◆ **Extrait à lire**
▼

La suite de l’histoire ne fut pas moins déshonorante.
Les « chefs » de la droite firent un concert de clameurs. Certes, les « fusilleurs » étaient ignobles. Mais que leur reprochaient les « chefs » des ligues ? Ils leur reprochaient d’avoir triché en faisant tirer. »
A mon sens l’émeute à échoué pour deux raisons : d’abord parce que certains mouvements d’extrême droite, en particulier les anciens combattants républicains, voulaient bien la manifestation mais pas l’émeute, au nom du vieux réflexe droitier qui veut qu’on ne touche pas aux institutions et que l’on se couche devant la police.
Et d’autres, dont l’objectif était au contraire de renverser la république, soit n’y ont pas cru, soit ont été dépassés par la tournure des événements.
Comme durant la première guerre mondiale, la république à survécu et même en est sortie renforcée.
Renforcée si l’on veut … Pour pas très longtemps, si l’on pense à la suite. Trois ans après.
On s’interroge : La situation était-elle mûre, en 1934 ? Elle n’est jamais mûre; C’est aussi qu’on nous répète aujourd’hui et hier alors que le vaisseau cette fois en février 2014 fait eaux de toutes parts, que le régime au sens propre, rend son eau noire.
Il faut oser L e loyalisme républicain de vrais patriotes en 1934 me fait un peu penser au loyalisme des officiers allemands devant un régime qu’ ils méprisaient; Il a fallu Sophie Scholl et von Stauffenberg pour les mettre devant leurs responsabilité. Après l’attentat raté, le bilan de ce loyalisme est accablant :ils ont refusé de le suivre en grande majorité. Comparaison scandaleuse ?

▲

◆ **Données**

▼

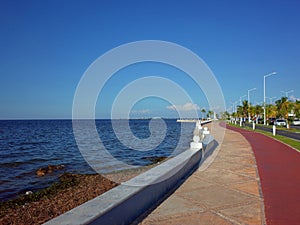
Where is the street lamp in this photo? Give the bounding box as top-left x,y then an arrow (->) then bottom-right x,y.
264,72 -> 276,125
248,88 -> 256,123
240,95 -> 247,106
266,96 -> 277,105
281,90 -> 294,98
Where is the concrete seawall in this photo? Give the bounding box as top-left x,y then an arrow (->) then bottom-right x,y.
45,121 -> 214,225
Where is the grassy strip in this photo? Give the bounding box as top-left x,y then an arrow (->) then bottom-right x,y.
0,173 -> 79,217
227,124 -> 300,152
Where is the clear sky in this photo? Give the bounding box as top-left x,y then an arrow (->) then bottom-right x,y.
0,0 -> 300,119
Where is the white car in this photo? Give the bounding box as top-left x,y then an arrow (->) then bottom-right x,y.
293,119 -> 300,126
274,119 -> 286,126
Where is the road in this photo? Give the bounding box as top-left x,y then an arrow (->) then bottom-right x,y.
227,126 -> 300,225
246,123 -> 300,141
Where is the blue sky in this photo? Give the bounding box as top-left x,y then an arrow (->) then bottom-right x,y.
0,0 -> 300,119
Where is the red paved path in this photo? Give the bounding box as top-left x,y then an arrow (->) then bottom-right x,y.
227,126 -> 300,225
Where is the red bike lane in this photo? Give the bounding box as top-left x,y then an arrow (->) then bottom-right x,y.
227,126 -> 300,225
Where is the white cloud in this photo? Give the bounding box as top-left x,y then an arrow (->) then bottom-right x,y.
131,109 -> 150,114
167,102 -> 200,111
290,95 -> 300,102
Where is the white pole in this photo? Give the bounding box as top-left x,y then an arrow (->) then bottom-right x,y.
264,72 -> 276,125
248,88 -> 256,123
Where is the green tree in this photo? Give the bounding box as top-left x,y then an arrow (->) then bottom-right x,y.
275,97 -> 293,126
237,100 -> 248,118
201,108 -> 206,119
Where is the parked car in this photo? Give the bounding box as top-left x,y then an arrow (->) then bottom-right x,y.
274,119 -> 286,126
293,119 -> 300,126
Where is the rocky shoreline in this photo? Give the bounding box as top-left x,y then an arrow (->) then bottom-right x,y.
0,158 -> 166,225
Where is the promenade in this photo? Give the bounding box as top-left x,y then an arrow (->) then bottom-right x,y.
140,123 -> 266,225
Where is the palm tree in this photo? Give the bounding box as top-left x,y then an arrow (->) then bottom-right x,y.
275,97 -> 292,128
254,105 -> 263,123
238,100 -> 248,118
207,110 -> 214,118
266,104 -> 277,118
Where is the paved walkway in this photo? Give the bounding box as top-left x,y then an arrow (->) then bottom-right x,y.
230,127 -> 300,225
141,124 -> 265,225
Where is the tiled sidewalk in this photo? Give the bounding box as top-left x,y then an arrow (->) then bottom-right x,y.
141,125 -> 265,225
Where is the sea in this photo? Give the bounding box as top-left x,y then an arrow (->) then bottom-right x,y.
0,119 -> 195,202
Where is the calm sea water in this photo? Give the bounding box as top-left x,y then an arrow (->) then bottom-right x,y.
0,120 -> 194,201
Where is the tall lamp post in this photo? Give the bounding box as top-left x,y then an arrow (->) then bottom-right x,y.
281,90 -> 294,98
266,96 -> 277,105
264,72 -> 276,125
240,95 -> 247,106
248,88 -> 256,123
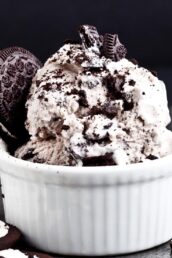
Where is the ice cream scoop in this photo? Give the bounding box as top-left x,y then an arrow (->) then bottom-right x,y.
16,25 -> 172,166
0,47 -> 41,143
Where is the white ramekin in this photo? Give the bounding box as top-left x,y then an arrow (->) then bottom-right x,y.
0,151 -> 172,255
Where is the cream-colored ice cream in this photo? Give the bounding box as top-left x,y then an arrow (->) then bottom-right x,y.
16,26 -> 172,166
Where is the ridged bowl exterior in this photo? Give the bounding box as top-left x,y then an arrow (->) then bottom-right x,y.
0,152 -> 172,255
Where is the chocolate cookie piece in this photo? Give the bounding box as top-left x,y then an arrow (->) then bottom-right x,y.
0,249 -> 53,258
0,221 -> 21,250
103,33 -> 127,61
26,252 -> 53,258
82,152 -> 116,167
79,25 -> 102,54
0,47 -> 41,141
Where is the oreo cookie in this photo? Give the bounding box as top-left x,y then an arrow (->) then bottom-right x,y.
0,47 -> 41,143
79,25 -> 102,54
0,221 -> 21,250
103,33 -> 127,61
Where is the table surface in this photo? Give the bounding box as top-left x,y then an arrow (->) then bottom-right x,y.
0,197 -> 172,258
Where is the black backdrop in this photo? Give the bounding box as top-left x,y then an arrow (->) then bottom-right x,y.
0,0 -> 172,103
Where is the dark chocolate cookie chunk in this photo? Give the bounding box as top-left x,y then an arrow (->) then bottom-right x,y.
79,25 -> 102,53
0,222 -> 21,250
26,252 -> 53,258
0,47 -> 41,137
103,33 -> 127,61
0,249 -> 53,258
82,152 -> 116,167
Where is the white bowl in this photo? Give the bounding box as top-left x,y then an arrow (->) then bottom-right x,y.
0,150 -> 172,255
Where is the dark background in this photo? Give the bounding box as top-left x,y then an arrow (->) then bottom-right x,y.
0,0 -> 172,258
0,0 -> 172,98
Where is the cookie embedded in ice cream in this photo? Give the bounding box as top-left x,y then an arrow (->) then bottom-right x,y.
15,25 -> 172,166
0,221 -> 21,250
0,47 -> 41,142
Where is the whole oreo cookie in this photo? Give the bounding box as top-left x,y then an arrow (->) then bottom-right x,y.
0,47 -> 41,142
103,33 -> 127,61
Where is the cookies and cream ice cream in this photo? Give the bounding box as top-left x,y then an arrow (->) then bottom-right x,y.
15,25 -> 172,166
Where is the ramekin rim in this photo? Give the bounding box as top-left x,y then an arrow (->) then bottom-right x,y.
0,149 -> 172,175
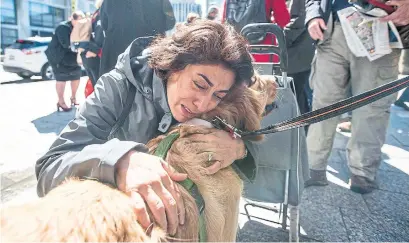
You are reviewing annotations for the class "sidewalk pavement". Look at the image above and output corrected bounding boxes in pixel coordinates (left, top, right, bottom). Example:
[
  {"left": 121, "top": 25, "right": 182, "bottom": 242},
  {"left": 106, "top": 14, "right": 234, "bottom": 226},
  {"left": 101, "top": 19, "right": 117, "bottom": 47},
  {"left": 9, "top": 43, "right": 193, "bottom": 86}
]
[{"left": 0, "top": 73, "right": 409, "bottom": 242}]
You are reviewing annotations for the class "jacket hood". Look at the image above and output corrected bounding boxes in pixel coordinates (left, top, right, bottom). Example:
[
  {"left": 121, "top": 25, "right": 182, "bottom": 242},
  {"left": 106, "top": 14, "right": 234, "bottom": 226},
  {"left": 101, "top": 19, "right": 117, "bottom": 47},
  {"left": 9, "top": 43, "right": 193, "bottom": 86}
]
[{"left": 115, "top": 37, "right": 171, "bottom": 128}]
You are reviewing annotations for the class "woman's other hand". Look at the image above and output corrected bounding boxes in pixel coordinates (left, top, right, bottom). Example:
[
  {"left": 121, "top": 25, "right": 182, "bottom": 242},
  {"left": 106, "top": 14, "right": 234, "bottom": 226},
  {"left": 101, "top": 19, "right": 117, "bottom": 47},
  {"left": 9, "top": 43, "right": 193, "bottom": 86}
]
[
  {"left": 192, "top": 129, "right": 246, "bottom": 175},
  {"left": 116, "top": 151, "right": 187, "bottom": 235},
  {"left": 85, "top": 51, "right": 97, "bottom": 58}
]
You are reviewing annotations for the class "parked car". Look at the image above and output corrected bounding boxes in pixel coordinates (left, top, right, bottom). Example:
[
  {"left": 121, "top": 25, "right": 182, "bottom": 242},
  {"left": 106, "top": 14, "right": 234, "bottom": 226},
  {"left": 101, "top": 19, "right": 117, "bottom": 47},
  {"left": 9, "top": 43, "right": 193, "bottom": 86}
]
[
  {"left": 3, "top": 36, "right": 87, "bottom": 80},
  {"left": 3, "top": 36, "right": 54, "bottom": 80}
]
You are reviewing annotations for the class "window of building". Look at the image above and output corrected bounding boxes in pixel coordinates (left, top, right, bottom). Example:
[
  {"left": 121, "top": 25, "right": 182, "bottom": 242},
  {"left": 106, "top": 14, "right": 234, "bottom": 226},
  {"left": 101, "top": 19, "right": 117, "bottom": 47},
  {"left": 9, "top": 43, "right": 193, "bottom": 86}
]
[
  {"left": 0, "top": 0, "right": 17, "bottom": 24},
  {"left": 29, "top": 2, "right": 65, "bottom": 28},
  {"left": 1, "top": 27, "right": 18, "bottom": 53},
  {"left": 31, "top": 30, "right": 53, "bottom": 37}
]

▲

◆ **Travail demandé**
1) Dans l'extrait sur l'émeute de 1934, recopiez le passage qui commence à « A mon sens l’émeute » et se termine à « devant la police. ».
2) Répondez à ces questions à l'aide de l'extrait sur l'émeute de 1934 :
(a) Que reprochaient les « chefs » des ligues aux « fusilleurs » ?
(b) À quelle période l'extrait compare-t-il la survie de la république ?
(c) Quelles deux personnes ont, d'après l'extrait, mis les officiers allemands devant leurs responsabilités ?

◆ **Réponses**
1)
A mon sens l’émeute à échoué pour deux raisons : d’abord parce que certains mouvements d’extrême droite, en particulier les anciens combattants républicains, voulaient bien la manifestation mais pas l’émeute, au nom du vieux réflexe droitier qui veut qu’on ne touche pas aux institutions et que l’on se couche devant la police.

2)
(a) D'avoir triché en faisant tirer.
(b) À la première guerre mondiale.
(c) Sophie Scholl et von Stauffenberg.